## Start

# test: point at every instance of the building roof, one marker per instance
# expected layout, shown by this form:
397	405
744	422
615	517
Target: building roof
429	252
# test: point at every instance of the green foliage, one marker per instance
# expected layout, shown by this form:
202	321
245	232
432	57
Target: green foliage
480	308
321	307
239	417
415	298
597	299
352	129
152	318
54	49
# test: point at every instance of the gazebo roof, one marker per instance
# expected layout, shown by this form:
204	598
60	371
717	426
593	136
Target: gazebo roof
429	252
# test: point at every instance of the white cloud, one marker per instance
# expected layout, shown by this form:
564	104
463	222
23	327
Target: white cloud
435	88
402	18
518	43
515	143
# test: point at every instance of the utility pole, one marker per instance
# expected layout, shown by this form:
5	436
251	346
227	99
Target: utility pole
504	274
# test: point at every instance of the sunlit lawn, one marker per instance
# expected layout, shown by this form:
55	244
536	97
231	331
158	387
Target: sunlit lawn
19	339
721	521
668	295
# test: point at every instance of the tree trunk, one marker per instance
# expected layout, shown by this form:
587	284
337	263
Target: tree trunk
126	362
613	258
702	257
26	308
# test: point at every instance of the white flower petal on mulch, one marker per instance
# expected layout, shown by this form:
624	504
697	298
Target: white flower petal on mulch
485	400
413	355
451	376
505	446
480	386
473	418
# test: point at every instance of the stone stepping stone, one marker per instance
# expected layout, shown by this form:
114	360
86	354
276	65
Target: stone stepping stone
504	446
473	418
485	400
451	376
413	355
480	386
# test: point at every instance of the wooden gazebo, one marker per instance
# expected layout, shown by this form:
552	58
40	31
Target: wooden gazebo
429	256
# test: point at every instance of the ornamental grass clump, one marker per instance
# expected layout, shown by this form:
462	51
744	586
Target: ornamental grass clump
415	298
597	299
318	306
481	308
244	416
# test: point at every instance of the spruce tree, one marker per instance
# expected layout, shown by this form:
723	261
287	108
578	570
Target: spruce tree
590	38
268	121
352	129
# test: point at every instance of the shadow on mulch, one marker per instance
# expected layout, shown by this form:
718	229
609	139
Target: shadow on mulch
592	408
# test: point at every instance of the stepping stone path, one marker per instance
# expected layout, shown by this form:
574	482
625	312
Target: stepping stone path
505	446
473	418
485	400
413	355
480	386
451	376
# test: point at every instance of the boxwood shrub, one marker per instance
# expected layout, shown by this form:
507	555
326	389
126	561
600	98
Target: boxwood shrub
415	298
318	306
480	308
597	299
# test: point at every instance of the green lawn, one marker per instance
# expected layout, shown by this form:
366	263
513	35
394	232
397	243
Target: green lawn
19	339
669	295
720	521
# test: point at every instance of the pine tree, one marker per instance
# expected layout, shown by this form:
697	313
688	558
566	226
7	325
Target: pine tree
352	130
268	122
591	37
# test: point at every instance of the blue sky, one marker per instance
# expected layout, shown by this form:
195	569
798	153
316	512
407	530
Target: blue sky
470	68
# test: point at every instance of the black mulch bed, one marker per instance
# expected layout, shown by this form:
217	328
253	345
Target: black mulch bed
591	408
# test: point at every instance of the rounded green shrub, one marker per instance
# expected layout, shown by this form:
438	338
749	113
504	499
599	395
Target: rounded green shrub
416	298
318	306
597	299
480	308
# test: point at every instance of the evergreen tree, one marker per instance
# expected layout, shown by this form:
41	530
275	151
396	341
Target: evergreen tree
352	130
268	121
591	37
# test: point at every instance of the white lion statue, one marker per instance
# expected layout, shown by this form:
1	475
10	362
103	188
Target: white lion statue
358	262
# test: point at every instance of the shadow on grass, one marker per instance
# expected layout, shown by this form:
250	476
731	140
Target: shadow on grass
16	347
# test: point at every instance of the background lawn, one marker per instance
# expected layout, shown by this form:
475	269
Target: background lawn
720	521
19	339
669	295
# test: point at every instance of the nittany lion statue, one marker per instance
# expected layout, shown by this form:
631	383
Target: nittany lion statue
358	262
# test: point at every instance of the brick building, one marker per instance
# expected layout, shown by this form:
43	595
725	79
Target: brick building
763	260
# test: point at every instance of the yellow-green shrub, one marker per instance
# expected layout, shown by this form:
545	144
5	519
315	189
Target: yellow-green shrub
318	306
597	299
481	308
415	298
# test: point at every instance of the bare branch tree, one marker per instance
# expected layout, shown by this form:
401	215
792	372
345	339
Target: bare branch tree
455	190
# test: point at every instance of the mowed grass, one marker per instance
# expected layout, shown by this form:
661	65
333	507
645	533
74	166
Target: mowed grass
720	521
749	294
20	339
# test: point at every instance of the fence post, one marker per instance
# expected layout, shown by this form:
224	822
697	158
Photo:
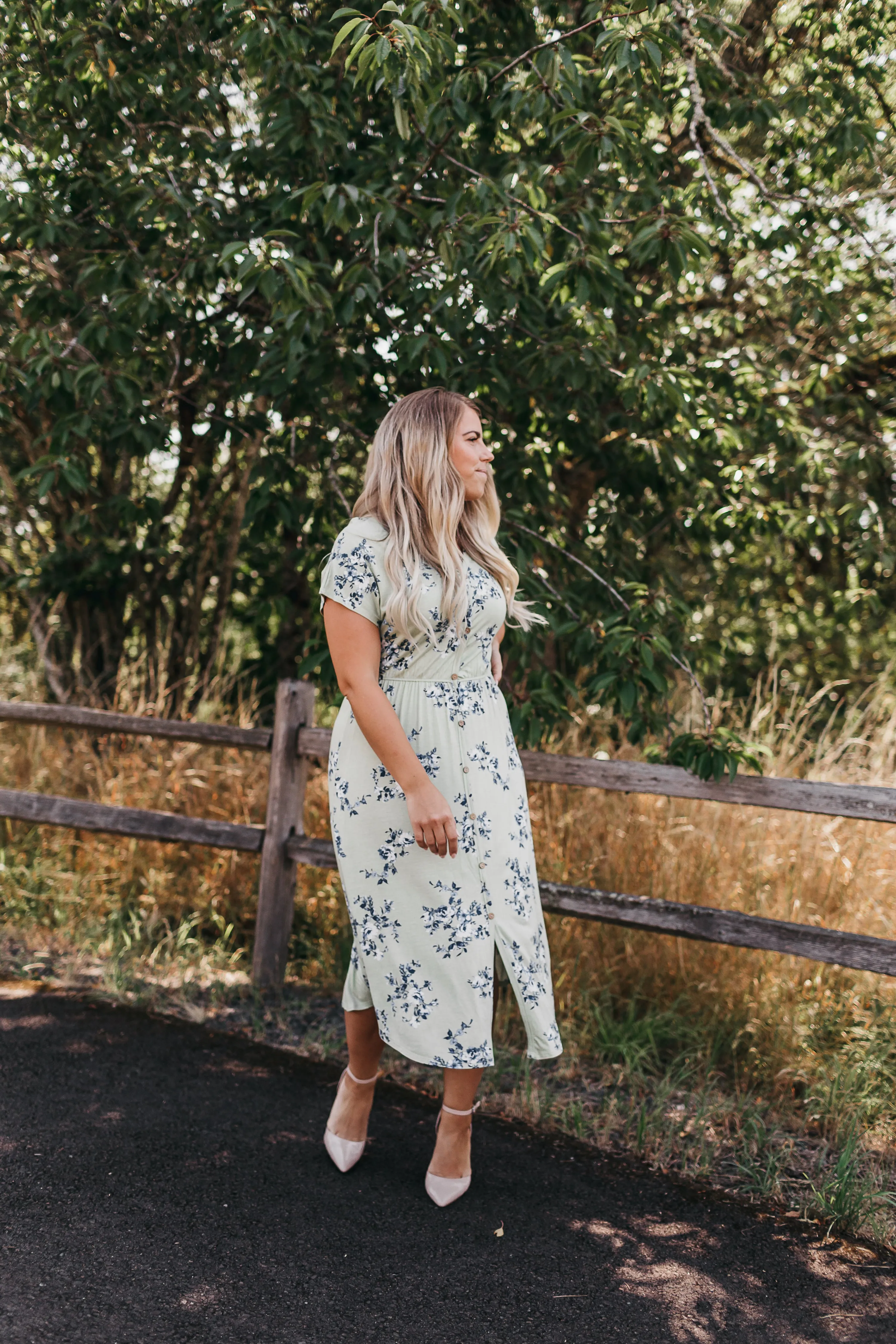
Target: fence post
285	818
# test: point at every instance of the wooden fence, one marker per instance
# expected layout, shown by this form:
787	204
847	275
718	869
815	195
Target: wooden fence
283	843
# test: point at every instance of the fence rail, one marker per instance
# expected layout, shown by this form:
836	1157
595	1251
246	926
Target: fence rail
283	843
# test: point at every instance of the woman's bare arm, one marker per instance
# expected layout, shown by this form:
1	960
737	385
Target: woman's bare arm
355	648
498	667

## End

* [THE TASK]: Render every line of all the records above as a JSON list of strings, one string per line, omitting blank lines and leaving out the pictures.

* [RESPONSE TO THIS TASK]:
[
  "# test: point at every instance of the building roof, one marker per instance",
  "# expected layout, shown by this form:",
  "397\t405",
  "744\t422",
  "615\t517",
  "Target: building roof",
  "429\t252",
  "# test: point at every instance of the green foliage, one marker per instance",
  "# expected layout, shown by this form:",
  "202\t321",
  "245\t232",
  "432\t57",
  "Target: green foliage",
  "480\t308",
  "321\t307",
  "239\t417",
  "415\t298",
  "597\t299",
  "352\t129",
  "152\t318",
  "54\t49",
  "# test: point at every instance of the gazebo roof, one marker per instance",
  "# expected layout, shown by this form:",
  "204\t598",
  "60\t371",
  "717\t426",
  "593\t136",
  "Target: gazebo roof",
  "429\t252",
  "# test: point at every instance of the white cloud, one marker per instance",
  "# expected layout, shown by this form:",
  "564\t104",
  "463\t222",
  "23\t327",
  "Target: white cloud",
  "435\t88",
  "402\t18",
  "518\t43",
  "515\t143",
  "# test: point at every instance of the utility pole, one marker per instance",
  "# expected layout, shown by this form:",
  "5\t436",
  "251\t346",
  "227\t99",
  "Target: utility pole",
  "504\t274",
  "# test: point at every instance of the sunlit lawn, one marker per instance",
  "# expected layout, shown by this form:",
  "55\t244",
  "536\t97",
  "231\t331",
  "158\t387",
  "Target: sunlit lawn",
  "19\t339",
  "721\t521",
  "668\t295",
  "# test: point at every instance of the tree trunk, one marker per instance",
  "# expected layout, shown by this form:",
  "587\t284",
  "337\t263",
  "Target: tree trunk",
  "126\t362",
  "613\t258",
  "702\t257",
  "26\t308",
  "# test: point at every instance of the white flower petal on mulch, one marker per instance",
  "# expected layout, shown by this form:",
  "624\t504",
  "697\t298",
  "Target: white flower petal on mulch",
  "485\t400",
  "413\t355",
  "451\t376",
  "505\t446",
  "480\t386",
  "473\t418",
  "# test: point at every instance of the stone stepping stone, one marker per instance",
  "# expected layout, shown by this form:",
  "114\t360",
  "86\t354",
  "276\t65",
  "Target: stone stepping stone",
  "504\t446",
  "473\t418",
  "485\t400",
  "451\t376",
  "413\t355",
  "480\t386",
  "# test: point at every instance of the wooden gazebo, one marker per instance",
  "# expected layout, shown by this form:",
  "552\t58",
  "40\t31",
  "Target: wooden gazebo",
  "429\t256",
  "# test: point at every instance of the ornamental grass clump, one marker per instance",
  "# expected layout, shown by this form:",
  "462\t51",
  "744\t586",
  "Target: ornamental grass clump",
  "415\t298",
  "597\t299",
  "318\t306",
  "481\t308",
  "244\t416",
  "# test: point at every instance of the spruce tree, one marker per instance",
  "# expected layout, shown by this form:",
  "723\t261",
  "287\t108",
  "578\t570",
  "Target: spruce tree",
  "590\t38",
  "268\t121",
  "352\t129",
  "# test: point at every instance of the shadow on mulch, one marker per instance",
  "# expected layout, shown by this form:",
  "718\t229",
  "609\t139",
  "Target: shadow on mulch",
  "592\t408",
  "# test: point at every instance of the stepping stone path, one marker per instance",
  "# expected layout, shown by this form:",
  "574\t482",
  "625\t312",
  "Target: stepping stone path",
  "505\t446",
  "473\t418",
  "485\t400",
  "413\t355",
  "480\t386",
  "451\t376",
  "# test: point at every instance of the boxwood shrub, one marker per instance",
  "# expected layout, shown by this form:",
  "507\t555",
  "326\t389",
  "126\t561",
  "600\t98",
  "Target: boxwood shrub",
  "415\t298",
  "318\t306",
  "480\t308",
  "597\t299",
  "# test: point at every instance of the green lawn, one marker per instance",
  "# expected layout, shown by this form:",
  "366\t263",
  "513\t35",
  "394\t232",
  "397\t243",
  "Target: green lawn",
  "19\t339",
  "669\t295",
  "720\t521",
  "# test: point at every instance of the pine tree, one marker per instance",
  "# expected layout, shown by this form:",
  "697\t313",
  "688\t558",
  "566\t226",
  "7\t325",
  "Target: pine tree",
  "352\t130",
  "268\t122",
  "591\t37",
  "# test: point at every instance of the blue sky, one marker per instance",
  "# expected layout, shown by this form:",
  "195\t569",
  "798\t153",
  "316\t512",
  "407\t530",
  "Target: blue sky",
  "470\t68",
  "# test: point at every instance of the black mulch bed, one marker per instance",
  "# expected layout, shown by this form:",
  "217\t328",
  "253\t345",
  "Target: black mulch bed",
  "591\t408",
  "# test: point at every instance of the rounded green shrub, one marker per instance",
  "# expected layout, shown by this form:",
  "438\t338",
  "749\t113",
  "504\t499",
  "599\t395",
  "Target: rounded green shrub",
  "416\t298",
  "318\t306",
  "597\t299",
  "480\t308",
  "# test: point at every instance of the evergreen tree, one marker per instance",
  "# expected layout, shown by this form:",
  "41\t530",
  "275\t151",
  "396\t341",
  "Target: evergreen tree",
  "352\t130",
  "268\t121",
  "591\t37",
  "# test: point at every instance of the white lion statue, one marker per instance",
  "# expected layout, shown by this form:",
  "1\t475",
  "10\t362",
  "103\t188",
  "Target: white lion statue",
  "358\t262",
  "# test: point at every instance of the shadow on grass, one marker per instance",
  "# expected layout, shown by this form:",
  "250\t476",
  "731\t140",
  "Target: shadow on grass",
  "16\t347",
  "# test: point at every instance of the background lawn, one marker per instance",
  "# expected layout, shown by this form:",
  "475\t269",
  "Target: background lawn",
  "720\t521",
  "19\t339",
  "669\t295",
  "# test: point at every instance of the nittany lion statue, one marker per instance",
  "# expected layout, shown by this form:",
  "631\t383",
  "Target: nittany lion statue",
  "358\t262",
  "# test: point at every instance of the brick building, one marker per instance",
  "# expected layout, shown by this form:",
  "43\t595",
  "725\t79",
  "Target: brick building",
  "763\t260",
  "# test: point at every instance of the yellow-green shrub, one marker per instance",
  "# expected layout, shown by this form:",
  "545\t144",
  "5\t519",
  "315\t189",
  "Target: yellow-green shrub",
  "318\t306",
  "597\t299",
  "481\t308",
  "415\t298",
  "# test: point at every instance of the bare branch tree, one marker per instance",
  "# expected layout, shown by this form:",
  "401\t215",
  "792\t372",
  "345\t339",
  "Target: bare branch tree",
  "455\t190",
  "# test: point at every instance of the mowed grass, one marker per instance",
  "# expected layout, shown by this form:",
  "661\t65",
  "333\t507",
  "645\t533",
  "74\t166",
  "Target: mowed grass",
  "720\t521",
  "749\t294",
  "20\t339",
  "# test: point at every instance of the fence post, one marker per instance",
  "# expected layout, shown by this form:",
  "224\t822",
  "697\t158",
  "Photo:",
  "Target: fence post",
  "285\t818",
  "# test: point at every instance of the wooden fence, one marker per instance",
  "# expected layout, shown by this form:",
  "787\t204",
  "847\t275",
  "718\t869",
  "815\t195",
  "Target: wooden fence",
  "283\t843",
  "# test: point at every instance of the fence rail, one marker per instance",
  "# expected layout, shown by this form:",
  "836\t1157",
  "595\t1251",
  "246\t926",
  "Target: fence rail",
  "283\t843",
  "# test: point at every instance of the woman's bare arm, one marker per instance",
  "# expected layout, shown by this form:",
  "1\t960",
  "737\t385",
  "Target: woman's bare arm",
  "355\t648",
  "498\t667"
]